- **PROBLEM TO WORK ON**:
All of the records below are to be copied exactly.

START DATA TO EXAMINE

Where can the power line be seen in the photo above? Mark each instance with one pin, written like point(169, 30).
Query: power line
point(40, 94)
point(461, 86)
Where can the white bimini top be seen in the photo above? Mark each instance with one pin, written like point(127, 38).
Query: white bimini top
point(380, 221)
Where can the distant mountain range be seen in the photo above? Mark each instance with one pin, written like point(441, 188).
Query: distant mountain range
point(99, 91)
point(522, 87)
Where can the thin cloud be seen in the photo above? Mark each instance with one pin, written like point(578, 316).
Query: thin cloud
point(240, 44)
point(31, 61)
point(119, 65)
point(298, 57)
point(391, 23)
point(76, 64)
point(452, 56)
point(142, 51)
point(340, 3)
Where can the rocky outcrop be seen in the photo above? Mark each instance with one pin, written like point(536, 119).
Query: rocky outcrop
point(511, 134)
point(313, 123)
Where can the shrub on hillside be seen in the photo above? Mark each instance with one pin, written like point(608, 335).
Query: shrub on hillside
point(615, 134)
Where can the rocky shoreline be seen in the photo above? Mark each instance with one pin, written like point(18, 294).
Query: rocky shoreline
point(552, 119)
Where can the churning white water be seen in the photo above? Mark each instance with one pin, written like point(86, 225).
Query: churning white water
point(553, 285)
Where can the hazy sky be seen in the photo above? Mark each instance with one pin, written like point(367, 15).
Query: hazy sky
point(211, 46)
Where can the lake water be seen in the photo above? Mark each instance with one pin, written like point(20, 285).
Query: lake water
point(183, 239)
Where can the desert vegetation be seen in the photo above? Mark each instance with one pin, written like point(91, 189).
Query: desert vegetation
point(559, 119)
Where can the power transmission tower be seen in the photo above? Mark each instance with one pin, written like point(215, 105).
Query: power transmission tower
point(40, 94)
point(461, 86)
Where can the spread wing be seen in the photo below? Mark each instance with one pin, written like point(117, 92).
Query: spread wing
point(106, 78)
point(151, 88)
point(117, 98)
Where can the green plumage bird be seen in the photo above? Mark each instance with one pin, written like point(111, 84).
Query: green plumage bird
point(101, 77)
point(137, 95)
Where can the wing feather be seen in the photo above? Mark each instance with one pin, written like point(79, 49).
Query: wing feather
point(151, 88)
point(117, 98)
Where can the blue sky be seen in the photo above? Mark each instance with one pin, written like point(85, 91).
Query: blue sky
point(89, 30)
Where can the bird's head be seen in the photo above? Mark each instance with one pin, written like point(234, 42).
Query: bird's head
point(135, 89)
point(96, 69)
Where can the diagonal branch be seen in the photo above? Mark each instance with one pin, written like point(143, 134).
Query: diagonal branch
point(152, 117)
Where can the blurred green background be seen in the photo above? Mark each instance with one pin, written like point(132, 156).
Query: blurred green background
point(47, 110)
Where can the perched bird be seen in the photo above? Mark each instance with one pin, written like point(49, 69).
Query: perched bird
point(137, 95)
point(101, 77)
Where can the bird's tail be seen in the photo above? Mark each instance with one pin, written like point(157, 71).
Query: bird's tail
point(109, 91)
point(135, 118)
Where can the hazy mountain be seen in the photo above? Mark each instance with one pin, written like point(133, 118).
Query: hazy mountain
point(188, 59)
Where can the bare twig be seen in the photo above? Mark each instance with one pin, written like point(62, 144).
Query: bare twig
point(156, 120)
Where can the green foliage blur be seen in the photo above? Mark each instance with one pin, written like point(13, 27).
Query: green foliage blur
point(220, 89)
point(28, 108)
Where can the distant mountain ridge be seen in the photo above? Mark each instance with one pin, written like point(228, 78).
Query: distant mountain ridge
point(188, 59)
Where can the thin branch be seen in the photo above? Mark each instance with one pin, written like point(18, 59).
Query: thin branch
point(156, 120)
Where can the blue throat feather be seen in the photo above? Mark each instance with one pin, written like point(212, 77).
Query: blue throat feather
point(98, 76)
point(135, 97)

END DATA TO EXAMINE

- **TASK RESULT**:
Where can the power line be seen in the photo above? Mark each instance with one pin, written like point(169, 30).
Query: power line
point(40, 94)
point(461, 86)
Where can the white bimini top be seen in the photo above? Mark each instance with one pin, written like point(127, 38).
Query: white bimini top
point(380, 221)
Where can the distant mountain range be seen in the photo above? Mark each instance with one pin, written like point(441, 188).
Query: distant mountain range
point(99, 91)
point(522, 87)
Where can the thin cloud be seen in the photo above? Mark each instance with one pin, written like point(578, 316).
Query: thin cloud
point(240, 44)
point(31, 61)
point(119, 65)
point(298, 57)
point(391, 23)
point(76, 64)
point(452, 56)
point(142, 51)
point(340, 3)
Where can the rocky outcrop be seen in the photo above? Mark each instance with one pin, written like point(536, 119).
Query: rocky outcrop
point(511, 134)
point(313, 123)
Where can the shrub on hillside be seen in the photo above? Mark each instance with one pin, written like point(608, 335).
Query: shrub on hillside
point(615, 134)
Where can the rocky shoreline be seen in the photo above? Mark each instance with one pin, written like point(18, 294).
Query: rocky shoreline
point(552, 119)
Where can the churning white water be seen in the photo above? Mark each instance with one pin, written like point(86, 225).
Query: churning white water
point(553, 285)
Where can the hazy sky be seen in the photo above? Mark each instance with one pin, written like point(367, 15).
Query: hazy sky
point(211, 46)
Where can the lake water be seen in the photo above? Mark each instance with one pin, written like point(20, 285).
Query: lake water
point(183, 239)
Where can the desert vegetation be seen in the photo above? Mark each instance with one pin, written like point(91, 189).
Query: desert vegetation
point(559, 119)
Where can the power transmission tower be seen in the photo above? Mark each instance with one pin, written like point(215, 105).
Query: power transmission tower
point(40, 94)
point(461, 86)
Where can the spread wing be seen in the photo below? Mark each instance with one pin, written like point(117, 92).
Query: spread wing
point(106, 78)
point(151, 88)
point(117, 98)
Where can the green plumage bird be seen in the photo above? Mark each instance with one pin, written like point(111, 84).
Query: green plumage bird
point(101, 77)
point(137, 95)
Where can the wing feather be seen in the photo above? Mark each instance with one pin, written like point(79, 49).
Query: wing feather
point(151, 88)
point(117, 98)
Where can the blue sky be seen in the photo above? Mark each instance with one pin, written like point(85, 91).
Query: blue sky
point(89, 30)
Where can the bird's head be seen in the photo above? Mark each instance with one pin, written like point(234, 42).
Query: bird's head
point(135, 89)
point(96, 69)
Where can the diagonal branch be seen in the photo above? Mark each instance with one pin, written like point(143, 134).
Query: diagonal branch
point(152, 117)
Where can the blurred green background be seen in the photo above? Mark each instance with one pin, written like point(132, 156).
Query: blurred green background
point(47, 110)
Where can the perched bird be seen in the photo above? Mark each instance with one pin, written like point(49, 69).
Query: perched bird
point(137, 95)
point(101, 77)
Where can the bird's tail be seen in the photo above? Mark each instance with one pin, written like point(157, 71).
Query: bird's tail
point(109, 91)
point(135, 118)
Where can the hazy mountain be seen in the photo above? Mark each instance with one pin, written like point(133, 118).
Query: hazy mountain
point(188, 59)
Where can the bare twig be seen in the photo above? Mark each instance with one pin, written like point(62, 144).
Query: bare twig
point(156, 120)
Where can the green foliage blur be seen in the photo above? Mark each instance with one pin, written like point(13, 27).
Query: green foliage blur
point(220, 89)
point(28, 108)
Where can the distant mountain ridge be seen in the photo above? Mark each instance with one pin, written like point(228, 78).
Query: distant mountain ridge
point(188, 59)
Where can the thin branch be seen in the photo above? Mark each instance with one pin, written like point(18, 59).
Query: thin branch
point(156, 120)
Where can the blue throat feather be seen in the photo above? Mark each instance with one pin, written like point(212, 77).
Query: blue throat feather
point(98, 76)
point(135, 97)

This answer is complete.